Bild: Selbst Wickelraumschilder zeigen: Unsere Gesellschaft ist maximal auf vie…
Ich bin schwanger mit meinem dritten Kind und es wird meine letzte
[1][Schwangerschaft] sein. Also sofern alles weiterhin gut verläuft. Und
sofern ich nicht bald im Lotto gewinne oder mir eine verschollene, reiche
Großtante ihr Vermögen vererbt.
Denn Kinder kosten viel Geld und das [2][Patriarchat] kostet Mütter
obendrauf noch mehr Geld. Das kann sich keiner leisten, der nicht groß erbt
oder zumindest vier Großeltern in Reichweite hat, die regelmäßig gute Teile
der Care-Arbeit übernehmen.
Drei Kinder gelten heute außerdem schon als „viele Kinder“. Unsere
Gesellschaft ist ausgelegt auf Familien, die maximal vierköpfig sind, alles
darüber sprengt die Vorstellungskraft. Das sieht man an Wohnraumaufteilung,
an Mobilitäts- und Urlaubsangeboten. Drei Kinder werden als „zu viel“
verstanden. Als ich bei Bekannten meine Schwangerschaft verkündet habe, kam
nicht selten so was wie: „Wow, du musst ja viel Zeit haben“ oder „Du
kriegst ja gar nicht genug“.

_Bereitgestellte Einträge_.

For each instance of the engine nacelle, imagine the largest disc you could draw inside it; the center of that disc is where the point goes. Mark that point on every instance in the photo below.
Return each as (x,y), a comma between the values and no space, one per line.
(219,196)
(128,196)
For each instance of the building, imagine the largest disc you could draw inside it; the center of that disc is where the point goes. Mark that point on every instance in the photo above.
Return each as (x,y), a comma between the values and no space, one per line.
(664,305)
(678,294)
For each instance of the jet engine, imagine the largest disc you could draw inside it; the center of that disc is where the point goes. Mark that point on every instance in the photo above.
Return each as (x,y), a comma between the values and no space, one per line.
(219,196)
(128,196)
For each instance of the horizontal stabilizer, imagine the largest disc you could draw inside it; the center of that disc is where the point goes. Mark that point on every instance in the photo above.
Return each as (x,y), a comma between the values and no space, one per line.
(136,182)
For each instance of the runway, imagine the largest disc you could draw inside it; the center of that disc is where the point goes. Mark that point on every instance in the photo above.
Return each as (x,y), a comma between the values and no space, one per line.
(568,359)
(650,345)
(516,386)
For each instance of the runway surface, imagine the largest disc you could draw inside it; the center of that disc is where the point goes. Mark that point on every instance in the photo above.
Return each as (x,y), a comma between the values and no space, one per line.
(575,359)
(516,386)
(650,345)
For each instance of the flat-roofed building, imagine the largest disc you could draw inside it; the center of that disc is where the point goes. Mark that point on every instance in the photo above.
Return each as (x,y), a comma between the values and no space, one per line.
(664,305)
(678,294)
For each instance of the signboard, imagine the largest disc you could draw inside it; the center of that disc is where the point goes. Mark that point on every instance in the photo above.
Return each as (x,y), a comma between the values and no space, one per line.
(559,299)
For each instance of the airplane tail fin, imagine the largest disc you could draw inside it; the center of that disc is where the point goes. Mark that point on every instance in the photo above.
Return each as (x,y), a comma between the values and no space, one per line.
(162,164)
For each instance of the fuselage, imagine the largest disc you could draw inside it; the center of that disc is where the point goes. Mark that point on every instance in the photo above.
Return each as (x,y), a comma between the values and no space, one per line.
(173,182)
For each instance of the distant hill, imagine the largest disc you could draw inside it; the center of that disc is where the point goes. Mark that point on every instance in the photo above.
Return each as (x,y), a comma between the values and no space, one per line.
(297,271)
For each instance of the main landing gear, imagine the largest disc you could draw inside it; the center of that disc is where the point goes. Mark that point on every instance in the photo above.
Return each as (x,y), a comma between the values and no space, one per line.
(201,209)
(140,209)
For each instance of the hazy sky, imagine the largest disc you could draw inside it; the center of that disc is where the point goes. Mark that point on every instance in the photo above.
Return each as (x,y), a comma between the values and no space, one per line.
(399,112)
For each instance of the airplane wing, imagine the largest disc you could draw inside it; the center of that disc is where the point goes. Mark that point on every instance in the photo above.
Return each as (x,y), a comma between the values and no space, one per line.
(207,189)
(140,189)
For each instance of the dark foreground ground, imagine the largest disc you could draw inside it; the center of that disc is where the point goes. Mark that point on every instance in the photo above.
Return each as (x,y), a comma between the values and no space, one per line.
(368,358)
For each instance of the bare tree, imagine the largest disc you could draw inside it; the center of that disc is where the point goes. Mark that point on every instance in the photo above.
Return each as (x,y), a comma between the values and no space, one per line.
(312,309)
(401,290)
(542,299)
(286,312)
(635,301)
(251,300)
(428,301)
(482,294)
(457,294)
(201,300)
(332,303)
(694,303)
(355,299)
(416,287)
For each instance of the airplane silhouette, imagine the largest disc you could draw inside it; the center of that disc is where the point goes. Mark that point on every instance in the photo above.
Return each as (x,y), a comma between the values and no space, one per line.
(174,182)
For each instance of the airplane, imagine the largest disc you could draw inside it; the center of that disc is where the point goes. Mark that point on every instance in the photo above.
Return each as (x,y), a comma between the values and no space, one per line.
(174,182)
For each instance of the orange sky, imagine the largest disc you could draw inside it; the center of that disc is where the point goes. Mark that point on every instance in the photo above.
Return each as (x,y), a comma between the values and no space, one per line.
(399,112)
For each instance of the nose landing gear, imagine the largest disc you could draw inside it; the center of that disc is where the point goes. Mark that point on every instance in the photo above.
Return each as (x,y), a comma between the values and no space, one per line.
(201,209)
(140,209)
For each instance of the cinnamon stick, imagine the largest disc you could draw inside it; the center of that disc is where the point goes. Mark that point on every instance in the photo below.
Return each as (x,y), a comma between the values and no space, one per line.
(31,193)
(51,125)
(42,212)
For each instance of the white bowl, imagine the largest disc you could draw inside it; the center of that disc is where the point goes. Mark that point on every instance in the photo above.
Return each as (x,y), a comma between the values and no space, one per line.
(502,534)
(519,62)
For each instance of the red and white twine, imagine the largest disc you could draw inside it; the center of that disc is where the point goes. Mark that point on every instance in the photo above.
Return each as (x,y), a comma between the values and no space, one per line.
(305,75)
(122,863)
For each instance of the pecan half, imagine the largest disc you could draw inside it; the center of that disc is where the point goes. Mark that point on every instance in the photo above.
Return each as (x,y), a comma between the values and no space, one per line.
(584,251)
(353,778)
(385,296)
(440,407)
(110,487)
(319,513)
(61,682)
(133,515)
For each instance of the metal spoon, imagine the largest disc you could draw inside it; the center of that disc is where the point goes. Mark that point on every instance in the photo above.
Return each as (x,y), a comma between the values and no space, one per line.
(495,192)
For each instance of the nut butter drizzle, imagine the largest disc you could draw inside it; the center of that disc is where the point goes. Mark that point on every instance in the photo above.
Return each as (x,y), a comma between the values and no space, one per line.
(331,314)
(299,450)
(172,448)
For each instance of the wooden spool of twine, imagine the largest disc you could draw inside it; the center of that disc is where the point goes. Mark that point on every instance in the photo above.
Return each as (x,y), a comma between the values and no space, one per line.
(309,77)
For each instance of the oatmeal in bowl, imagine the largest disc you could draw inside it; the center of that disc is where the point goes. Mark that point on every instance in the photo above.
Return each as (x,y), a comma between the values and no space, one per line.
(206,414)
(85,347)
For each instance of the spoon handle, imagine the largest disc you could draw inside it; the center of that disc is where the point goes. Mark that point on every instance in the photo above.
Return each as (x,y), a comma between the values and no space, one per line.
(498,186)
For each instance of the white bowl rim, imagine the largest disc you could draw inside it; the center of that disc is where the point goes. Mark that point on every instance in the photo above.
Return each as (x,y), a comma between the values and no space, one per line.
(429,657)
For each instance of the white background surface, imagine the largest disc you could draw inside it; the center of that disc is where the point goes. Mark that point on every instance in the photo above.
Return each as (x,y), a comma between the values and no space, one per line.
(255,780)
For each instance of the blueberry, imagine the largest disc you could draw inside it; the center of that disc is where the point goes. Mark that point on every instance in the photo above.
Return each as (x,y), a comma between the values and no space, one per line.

_Aufgabe 1_. Auf Familien welcher Größe ist unsere Gesellschaft laut dem Text über die dritte Schwangerschaft ausgelegt?
_Aufgabe 2_. Führe den Text über die dritte Schwangerschaft im Anschluss an seinen letzten Satz weiter.
Die Einträge stammen aus einer anderen Quelle als der Text über die dritte Schwangerschaft.

_Antwort 1_. Auf Familien mit höchstens vier Personen.

_Antwort 2_.
## Keine Zeit
Bisschen eigenartig fand ich das, aber ich habe mich nicht lange damit
aufgehalten. Denn ich weiß ja, dass ich eigentlich gar keine Zeit habe, die
ich noch vergeben könnte. Dass alle, die schon da sind, zurückstecken
müssen, wenn das Baby kommt. Mir ist aber auch klar, dass diese
Entscheidung eine ist, die ich wegen ihrer Langfristigkeit treffe, nicht
weil es kurzfristig so viel Spaß macht, nochmal von vorne anzufangen.
Nochmal die kleinste Windelgröße, nochmal primäre Nahrungsquelle sein,
nochmal die schlaflosen Nächte und nochmal eine Geburt, die meinen Körper
über viele Monate, wenn nicht Jahre, zeichnen wird.
Die Entscheidung für ein drittes Kind war nicht einfach. Aber drei klang
trotzdem richtiger als zwei. Was vielleicht daran liegt, dass ich selbst
viele Geschwister habe, auch wenn das bei uns so verpatchworked ist, dass
wir nur Lebensabschnitte miteinander verbracht haben.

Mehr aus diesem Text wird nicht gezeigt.